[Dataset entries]

>> START

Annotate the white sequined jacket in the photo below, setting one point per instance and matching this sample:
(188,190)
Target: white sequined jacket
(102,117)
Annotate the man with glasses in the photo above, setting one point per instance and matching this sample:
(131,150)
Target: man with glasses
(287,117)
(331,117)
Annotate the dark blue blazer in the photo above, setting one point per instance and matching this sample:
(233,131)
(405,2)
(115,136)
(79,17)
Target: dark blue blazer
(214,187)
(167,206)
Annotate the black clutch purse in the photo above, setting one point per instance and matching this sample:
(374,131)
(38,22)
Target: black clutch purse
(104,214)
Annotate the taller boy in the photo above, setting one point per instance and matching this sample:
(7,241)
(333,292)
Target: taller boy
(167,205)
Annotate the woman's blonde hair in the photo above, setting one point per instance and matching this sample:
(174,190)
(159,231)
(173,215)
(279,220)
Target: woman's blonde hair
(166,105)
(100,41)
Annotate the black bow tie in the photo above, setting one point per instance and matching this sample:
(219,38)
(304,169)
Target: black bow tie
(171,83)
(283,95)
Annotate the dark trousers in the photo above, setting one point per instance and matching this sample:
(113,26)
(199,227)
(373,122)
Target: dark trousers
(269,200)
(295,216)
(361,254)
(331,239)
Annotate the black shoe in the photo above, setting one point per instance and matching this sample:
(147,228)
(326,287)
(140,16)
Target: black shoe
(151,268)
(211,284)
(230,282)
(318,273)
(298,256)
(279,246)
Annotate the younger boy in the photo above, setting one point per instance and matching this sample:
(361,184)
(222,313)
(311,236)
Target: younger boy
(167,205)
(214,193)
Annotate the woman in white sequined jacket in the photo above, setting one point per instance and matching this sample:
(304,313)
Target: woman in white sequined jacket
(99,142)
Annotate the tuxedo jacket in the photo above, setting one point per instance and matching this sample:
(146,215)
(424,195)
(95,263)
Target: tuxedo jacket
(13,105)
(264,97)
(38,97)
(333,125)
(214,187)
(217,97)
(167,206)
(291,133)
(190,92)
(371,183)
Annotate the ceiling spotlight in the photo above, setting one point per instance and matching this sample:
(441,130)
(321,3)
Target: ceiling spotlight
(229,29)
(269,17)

>> END

Task statement. Repeat the stretch from the line containing "Annotate the younger" through the end of the records, requests included. Rescale each answer coordinate by multiplying it by 2.55 and rounding to a whole number, with halves rounded up, and keep the coordinates in the requests' samples unchanged.

Response.
Annotate the younger boy in the photo above, setting one point per instance and matching this sample:
(361,184)
(222,313)
(311,236)
Target: younger boy
(426,523)
(546,492)
Annotate the woman in white sequined jacket in the photo above, setting one point per instance and matching this sample:
(304,313)
Target: woman in white sequined jacket
(252,362)
Annotate the tuxedo jacket in the photo above, setting one point per instance and matching this sample:
(146,215)
(424,195)
(95,263)
Target: tuxedo jacket
(33,268)
(673,247)
(97,247)
(849,319)
(546,477)
(553,247)
(426,525)
(742,339)
(485,235)
(946,467)
Annotate the ceiling spotlight in the photo above, setting one point per instance and matching this sample:
(441,130)
(321,3)
Target: ceiling spotlight
(584,74)
(686,43)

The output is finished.